EXERCISE DETAILS: Quote the data word for word, from its first line up to and including the line that contains "point(274, 369)".

Data items
━━━━━━━━━━━━━━━━

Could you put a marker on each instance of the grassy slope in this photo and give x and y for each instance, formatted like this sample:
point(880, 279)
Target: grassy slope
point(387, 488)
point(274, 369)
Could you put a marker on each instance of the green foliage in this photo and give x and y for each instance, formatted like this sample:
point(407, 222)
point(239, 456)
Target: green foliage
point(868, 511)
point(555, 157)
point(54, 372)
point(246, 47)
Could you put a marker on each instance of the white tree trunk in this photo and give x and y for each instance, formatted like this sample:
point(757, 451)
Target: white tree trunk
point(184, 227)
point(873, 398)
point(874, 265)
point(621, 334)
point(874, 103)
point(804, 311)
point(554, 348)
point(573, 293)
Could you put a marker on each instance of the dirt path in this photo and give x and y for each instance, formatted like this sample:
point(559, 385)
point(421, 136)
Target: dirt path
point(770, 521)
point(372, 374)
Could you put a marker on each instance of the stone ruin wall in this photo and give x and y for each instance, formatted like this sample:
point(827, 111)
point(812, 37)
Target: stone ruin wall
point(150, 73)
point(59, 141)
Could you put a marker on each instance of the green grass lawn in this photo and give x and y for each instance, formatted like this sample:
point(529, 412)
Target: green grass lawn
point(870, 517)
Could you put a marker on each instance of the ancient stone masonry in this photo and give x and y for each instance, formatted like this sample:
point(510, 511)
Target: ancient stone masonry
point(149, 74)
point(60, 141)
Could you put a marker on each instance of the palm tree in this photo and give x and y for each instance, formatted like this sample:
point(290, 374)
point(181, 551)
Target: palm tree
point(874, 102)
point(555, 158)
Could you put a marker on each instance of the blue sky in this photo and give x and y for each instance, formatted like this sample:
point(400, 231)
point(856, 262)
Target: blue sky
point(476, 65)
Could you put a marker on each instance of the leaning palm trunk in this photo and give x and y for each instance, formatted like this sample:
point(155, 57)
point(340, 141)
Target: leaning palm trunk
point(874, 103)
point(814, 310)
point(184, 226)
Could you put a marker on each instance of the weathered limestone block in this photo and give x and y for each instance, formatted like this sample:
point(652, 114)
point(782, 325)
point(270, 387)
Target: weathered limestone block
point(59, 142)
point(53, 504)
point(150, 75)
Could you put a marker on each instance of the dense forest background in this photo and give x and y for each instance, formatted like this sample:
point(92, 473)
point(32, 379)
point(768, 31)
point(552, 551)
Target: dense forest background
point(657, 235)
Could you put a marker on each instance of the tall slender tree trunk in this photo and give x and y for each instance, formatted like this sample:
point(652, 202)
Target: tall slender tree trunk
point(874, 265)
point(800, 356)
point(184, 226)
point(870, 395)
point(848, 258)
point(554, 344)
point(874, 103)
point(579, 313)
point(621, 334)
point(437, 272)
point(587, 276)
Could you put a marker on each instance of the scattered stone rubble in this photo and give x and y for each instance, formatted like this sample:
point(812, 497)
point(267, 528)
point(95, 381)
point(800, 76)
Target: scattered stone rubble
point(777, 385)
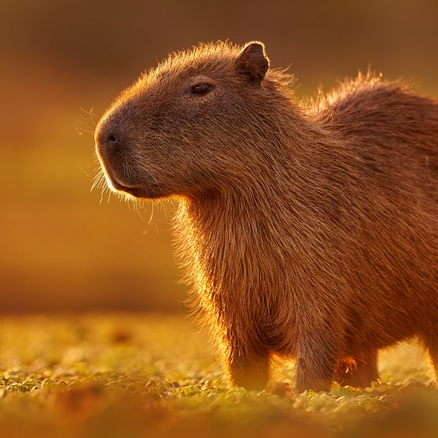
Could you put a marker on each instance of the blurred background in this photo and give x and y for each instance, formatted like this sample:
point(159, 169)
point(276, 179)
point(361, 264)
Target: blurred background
point(66, 248)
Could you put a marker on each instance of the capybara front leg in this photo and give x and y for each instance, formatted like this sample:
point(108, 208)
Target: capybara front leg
point(248, 369)
point(316, 364)
point(358, 371)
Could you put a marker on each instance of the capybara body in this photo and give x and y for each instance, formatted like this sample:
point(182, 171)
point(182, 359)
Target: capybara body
point(309, 230)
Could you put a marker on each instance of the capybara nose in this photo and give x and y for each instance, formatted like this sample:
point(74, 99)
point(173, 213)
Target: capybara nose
point(108, 140)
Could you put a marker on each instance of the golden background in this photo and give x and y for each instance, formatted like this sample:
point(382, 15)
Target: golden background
point(64, 248)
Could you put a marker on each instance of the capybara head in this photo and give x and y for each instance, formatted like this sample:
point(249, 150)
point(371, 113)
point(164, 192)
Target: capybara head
point(174, 130)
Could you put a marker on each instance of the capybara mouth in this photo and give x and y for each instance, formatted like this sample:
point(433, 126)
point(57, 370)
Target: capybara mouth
point(149, 191)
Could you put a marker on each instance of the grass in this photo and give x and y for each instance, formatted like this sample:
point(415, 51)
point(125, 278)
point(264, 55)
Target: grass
point(131, 375)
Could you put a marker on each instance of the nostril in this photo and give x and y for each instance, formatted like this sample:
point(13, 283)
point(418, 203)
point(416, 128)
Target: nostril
point(112, 139)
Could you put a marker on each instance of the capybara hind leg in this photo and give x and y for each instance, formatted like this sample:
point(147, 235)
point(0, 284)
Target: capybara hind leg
point(249, 370)
point(358, 371)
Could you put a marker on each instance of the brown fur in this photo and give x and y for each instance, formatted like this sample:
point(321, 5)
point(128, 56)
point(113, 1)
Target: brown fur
point(309, 231)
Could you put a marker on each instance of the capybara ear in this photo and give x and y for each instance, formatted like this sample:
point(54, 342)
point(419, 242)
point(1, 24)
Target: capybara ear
point(253, 62)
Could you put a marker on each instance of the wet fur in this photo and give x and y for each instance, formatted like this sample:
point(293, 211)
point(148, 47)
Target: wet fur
point(309, 231)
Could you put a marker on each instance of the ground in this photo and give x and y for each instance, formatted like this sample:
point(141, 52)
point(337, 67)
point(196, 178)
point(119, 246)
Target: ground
point(134, 375)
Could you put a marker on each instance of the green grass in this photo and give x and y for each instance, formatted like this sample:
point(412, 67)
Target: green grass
point(156, 376)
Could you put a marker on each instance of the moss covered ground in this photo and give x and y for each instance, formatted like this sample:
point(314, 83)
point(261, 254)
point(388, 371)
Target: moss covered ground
point(132, 375)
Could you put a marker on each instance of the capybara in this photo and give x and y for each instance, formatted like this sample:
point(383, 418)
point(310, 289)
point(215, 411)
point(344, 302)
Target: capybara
point(310, 230)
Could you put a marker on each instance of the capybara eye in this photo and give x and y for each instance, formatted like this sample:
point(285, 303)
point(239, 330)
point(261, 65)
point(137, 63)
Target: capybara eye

━━━━━━━━━━━━━━━━

CORRECT ANSWER:
Could you put a marker on each instance of the grassy slope in this photo and give x and y for each instance, formatted like this sample:
point(880, 279)
Target: grassy slope
point(387, 488)
point(274, 369)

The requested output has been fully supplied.